- **Exercise**
Using the records below, copy out exactly the line that contains "the shirt pocket" and every line that follows it, up to and including the last, and no others.

Records of labeled points
----

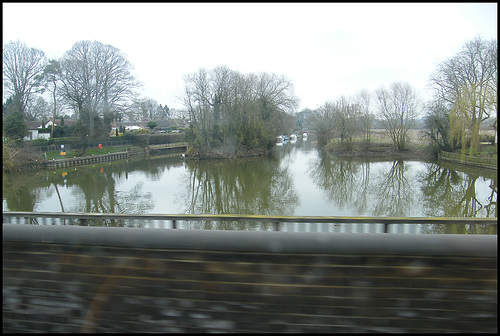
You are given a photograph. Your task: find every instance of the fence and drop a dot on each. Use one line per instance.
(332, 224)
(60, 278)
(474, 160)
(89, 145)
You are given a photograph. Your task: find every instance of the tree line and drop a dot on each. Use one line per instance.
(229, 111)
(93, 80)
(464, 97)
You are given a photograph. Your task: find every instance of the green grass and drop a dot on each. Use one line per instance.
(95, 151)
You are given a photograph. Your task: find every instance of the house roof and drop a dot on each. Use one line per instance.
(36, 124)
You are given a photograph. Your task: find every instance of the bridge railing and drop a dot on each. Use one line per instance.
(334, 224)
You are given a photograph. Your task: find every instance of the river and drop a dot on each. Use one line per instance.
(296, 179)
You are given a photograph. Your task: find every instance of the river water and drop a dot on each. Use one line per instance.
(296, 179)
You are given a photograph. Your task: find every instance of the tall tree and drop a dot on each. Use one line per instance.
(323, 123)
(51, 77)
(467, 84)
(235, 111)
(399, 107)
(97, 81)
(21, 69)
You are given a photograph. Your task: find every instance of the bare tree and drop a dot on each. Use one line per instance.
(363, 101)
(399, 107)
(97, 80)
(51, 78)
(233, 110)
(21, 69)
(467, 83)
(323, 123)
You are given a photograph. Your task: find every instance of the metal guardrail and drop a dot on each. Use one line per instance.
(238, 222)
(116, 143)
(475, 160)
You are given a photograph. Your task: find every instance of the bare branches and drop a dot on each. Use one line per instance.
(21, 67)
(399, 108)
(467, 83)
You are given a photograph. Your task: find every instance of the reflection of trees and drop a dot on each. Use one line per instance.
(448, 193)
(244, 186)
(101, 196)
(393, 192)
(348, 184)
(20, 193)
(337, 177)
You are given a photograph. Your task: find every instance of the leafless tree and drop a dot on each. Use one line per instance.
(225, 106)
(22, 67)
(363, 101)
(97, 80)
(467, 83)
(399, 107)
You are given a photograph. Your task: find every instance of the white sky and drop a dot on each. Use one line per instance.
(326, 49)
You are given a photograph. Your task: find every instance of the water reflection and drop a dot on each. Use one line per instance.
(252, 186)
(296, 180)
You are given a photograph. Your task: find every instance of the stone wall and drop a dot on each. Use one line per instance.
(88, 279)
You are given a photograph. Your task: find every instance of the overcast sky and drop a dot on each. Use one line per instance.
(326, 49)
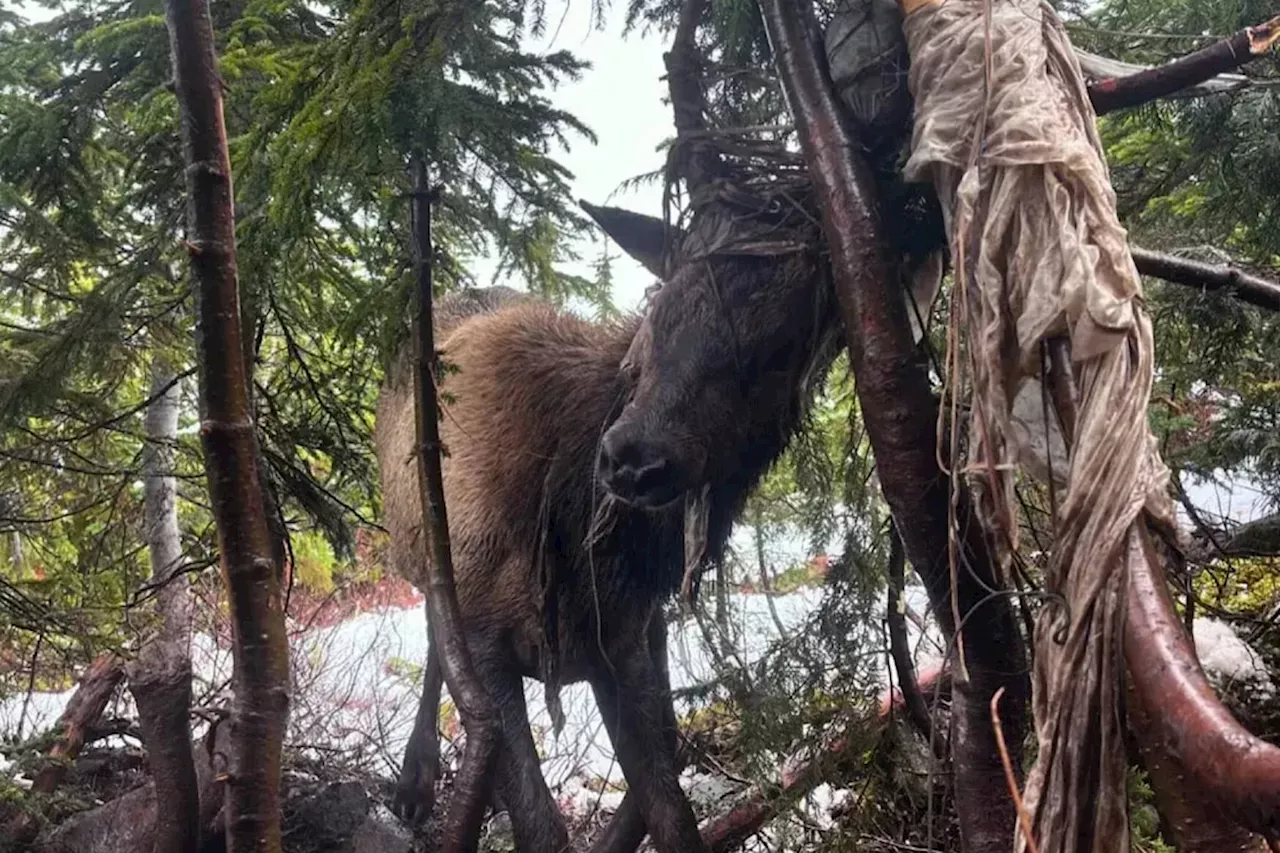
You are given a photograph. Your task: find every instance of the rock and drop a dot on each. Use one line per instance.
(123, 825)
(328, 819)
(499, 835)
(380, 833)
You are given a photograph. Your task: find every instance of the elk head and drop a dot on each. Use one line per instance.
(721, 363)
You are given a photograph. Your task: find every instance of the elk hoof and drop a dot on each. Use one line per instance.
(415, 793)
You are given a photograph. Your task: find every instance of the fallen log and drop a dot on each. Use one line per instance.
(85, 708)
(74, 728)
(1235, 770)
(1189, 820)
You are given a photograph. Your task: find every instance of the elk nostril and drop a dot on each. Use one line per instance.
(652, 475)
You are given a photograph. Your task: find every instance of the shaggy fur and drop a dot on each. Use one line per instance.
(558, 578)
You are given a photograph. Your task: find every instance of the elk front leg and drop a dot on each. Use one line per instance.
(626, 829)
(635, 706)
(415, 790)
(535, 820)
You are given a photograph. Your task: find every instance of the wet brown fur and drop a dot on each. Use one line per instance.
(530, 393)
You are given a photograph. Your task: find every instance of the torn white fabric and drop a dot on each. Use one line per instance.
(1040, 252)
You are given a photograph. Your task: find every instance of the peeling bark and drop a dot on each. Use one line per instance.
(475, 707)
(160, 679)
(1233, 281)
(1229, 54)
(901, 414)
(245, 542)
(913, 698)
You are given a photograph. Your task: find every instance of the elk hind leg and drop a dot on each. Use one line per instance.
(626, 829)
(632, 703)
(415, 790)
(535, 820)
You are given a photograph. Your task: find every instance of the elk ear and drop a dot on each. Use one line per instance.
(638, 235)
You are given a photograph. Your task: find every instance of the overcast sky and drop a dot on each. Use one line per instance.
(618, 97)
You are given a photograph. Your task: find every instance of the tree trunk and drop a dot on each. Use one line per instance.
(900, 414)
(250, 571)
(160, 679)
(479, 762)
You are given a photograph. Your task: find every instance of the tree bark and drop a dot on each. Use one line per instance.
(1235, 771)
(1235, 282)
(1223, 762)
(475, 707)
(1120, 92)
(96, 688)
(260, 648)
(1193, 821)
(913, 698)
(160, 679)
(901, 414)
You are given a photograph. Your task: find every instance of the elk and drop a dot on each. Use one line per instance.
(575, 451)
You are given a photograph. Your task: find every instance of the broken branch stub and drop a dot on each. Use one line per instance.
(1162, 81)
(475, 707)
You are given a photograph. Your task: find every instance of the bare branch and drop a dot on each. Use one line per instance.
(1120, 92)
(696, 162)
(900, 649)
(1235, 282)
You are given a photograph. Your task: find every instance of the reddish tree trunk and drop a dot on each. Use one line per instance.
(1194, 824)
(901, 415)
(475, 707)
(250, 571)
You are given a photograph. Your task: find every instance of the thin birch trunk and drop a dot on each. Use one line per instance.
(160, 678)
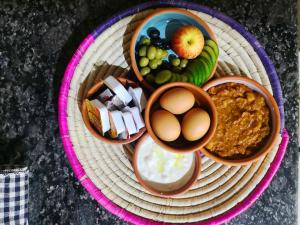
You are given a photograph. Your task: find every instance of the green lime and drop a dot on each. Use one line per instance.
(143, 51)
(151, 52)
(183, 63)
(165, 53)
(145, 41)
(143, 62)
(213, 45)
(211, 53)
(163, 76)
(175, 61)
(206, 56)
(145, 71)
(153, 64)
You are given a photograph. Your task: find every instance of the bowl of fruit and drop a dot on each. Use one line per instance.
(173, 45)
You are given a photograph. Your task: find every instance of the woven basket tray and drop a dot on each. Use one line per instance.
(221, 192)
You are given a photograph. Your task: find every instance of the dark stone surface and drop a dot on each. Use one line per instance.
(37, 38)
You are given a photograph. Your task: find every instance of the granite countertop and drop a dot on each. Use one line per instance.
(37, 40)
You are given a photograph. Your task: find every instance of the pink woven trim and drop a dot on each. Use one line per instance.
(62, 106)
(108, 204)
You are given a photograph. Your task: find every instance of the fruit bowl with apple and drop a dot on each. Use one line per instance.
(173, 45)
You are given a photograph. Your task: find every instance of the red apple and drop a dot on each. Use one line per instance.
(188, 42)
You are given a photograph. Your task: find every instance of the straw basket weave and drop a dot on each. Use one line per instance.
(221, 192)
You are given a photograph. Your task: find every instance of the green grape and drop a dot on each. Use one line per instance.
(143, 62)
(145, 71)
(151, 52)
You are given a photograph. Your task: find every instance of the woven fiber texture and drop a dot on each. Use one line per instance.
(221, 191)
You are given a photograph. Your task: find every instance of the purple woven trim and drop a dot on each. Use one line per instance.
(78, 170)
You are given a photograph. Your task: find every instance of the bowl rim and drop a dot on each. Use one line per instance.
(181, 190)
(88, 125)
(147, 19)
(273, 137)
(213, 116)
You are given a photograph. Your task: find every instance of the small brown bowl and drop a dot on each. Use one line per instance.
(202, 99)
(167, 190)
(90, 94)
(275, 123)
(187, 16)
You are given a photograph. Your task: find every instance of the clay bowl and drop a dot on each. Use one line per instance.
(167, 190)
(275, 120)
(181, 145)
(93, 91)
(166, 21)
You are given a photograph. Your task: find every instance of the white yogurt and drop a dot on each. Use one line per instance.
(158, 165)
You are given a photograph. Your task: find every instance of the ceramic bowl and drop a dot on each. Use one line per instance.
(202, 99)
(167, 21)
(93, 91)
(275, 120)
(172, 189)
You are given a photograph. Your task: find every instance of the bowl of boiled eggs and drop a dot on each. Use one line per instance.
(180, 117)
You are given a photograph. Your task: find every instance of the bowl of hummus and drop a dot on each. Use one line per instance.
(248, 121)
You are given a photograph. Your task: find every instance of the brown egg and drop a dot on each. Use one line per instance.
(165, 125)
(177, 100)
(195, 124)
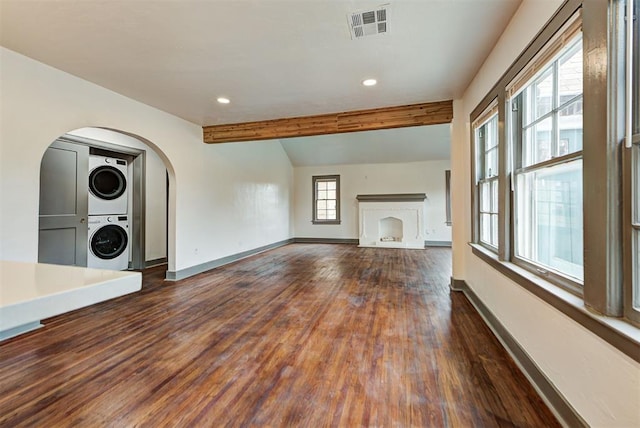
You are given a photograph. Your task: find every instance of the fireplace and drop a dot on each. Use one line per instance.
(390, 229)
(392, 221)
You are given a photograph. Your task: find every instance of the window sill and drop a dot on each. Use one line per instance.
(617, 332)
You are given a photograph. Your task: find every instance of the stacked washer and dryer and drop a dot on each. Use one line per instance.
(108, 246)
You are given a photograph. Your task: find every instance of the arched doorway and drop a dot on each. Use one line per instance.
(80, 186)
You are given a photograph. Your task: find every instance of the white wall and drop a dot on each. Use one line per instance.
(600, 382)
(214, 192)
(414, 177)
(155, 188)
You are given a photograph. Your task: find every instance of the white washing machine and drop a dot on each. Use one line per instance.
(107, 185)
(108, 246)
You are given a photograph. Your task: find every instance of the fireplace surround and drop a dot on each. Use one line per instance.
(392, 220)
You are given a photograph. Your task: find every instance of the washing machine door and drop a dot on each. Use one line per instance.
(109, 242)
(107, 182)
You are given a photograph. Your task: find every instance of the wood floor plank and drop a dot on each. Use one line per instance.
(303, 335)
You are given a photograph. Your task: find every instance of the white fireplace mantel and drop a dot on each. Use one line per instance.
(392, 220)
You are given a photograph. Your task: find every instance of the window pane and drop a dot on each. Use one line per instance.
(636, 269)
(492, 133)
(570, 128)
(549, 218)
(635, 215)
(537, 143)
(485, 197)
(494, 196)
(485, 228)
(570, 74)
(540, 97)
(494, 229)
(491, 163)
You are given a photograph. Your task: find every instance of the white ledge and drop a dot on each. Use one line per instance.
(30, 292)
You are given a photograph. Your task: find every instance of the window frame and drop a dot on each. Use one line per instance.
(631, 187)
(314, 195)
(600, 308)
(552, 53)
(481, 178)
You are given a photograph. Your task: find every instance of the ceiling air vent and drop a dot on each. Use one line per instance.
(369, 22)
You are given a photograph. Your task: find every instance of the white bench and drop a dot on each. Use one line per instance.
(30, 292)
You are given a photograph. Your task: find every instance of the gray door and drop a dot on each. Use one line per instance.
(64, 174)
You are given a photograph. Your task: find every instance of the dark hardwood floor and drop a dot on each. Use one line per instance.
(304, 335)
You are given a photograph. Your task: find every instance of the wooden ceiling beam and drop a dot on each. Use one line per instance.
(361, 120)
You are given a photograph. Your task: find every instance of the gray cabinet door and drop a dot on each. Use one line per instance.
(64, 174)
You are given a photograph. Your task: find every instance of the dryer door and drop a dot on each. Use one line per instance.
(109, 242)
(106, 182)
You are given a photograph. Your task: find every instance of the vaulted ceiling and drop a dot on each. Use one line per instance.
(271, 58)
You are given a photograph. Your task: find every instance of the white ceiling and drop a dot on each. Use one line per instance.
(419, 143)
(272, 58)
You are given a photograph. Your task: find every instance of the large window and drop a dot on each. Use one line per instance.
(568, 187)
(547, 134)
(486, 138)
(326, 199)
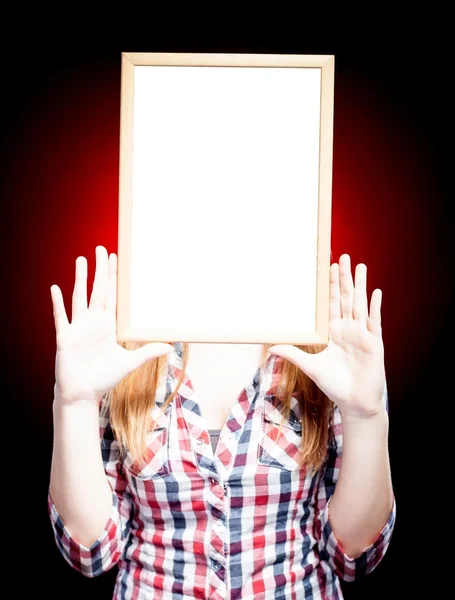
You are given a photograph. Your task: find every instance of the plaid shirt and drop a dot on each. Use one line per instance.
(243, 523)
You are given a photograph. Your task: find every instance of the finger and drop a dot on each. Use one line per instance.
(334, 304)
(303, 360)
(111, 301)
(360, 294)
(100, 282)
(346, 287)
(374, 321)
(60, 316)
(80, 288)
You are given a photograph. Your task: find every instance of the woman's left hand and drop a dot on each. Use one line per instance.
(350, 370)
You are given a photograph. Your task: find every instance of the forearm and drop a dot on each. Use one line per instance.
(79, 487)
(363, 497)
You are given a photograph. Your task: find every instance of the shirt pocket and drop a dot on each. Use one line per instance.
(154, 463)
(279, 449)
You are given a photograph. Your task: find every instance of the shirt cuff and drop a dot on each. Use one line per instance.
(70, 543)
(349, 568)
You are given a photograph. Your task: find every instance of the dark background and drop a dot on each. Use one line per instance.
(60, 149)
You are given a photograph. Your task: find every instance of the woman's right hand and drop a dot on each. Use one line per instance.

----

- **The solution**
You are given a photograph. Your task: find every instance of the shirt pocket and drop a dot on each. Use one line per instance.
(154, 463)
(279, 449)
You are given a photograph. Your task: find every instance of the shirt cuff and drop a dot on each. Use one line per instance.
(70, 543)
(349, 568)
You are given a photograph. Your task: find every instance of the dark background and drop a dot on each. Use one line per instance.
(60, 149)
You are given a photograph. Your task: find every instance of the woman's right hand and drop a dot on each. Use one line per instance.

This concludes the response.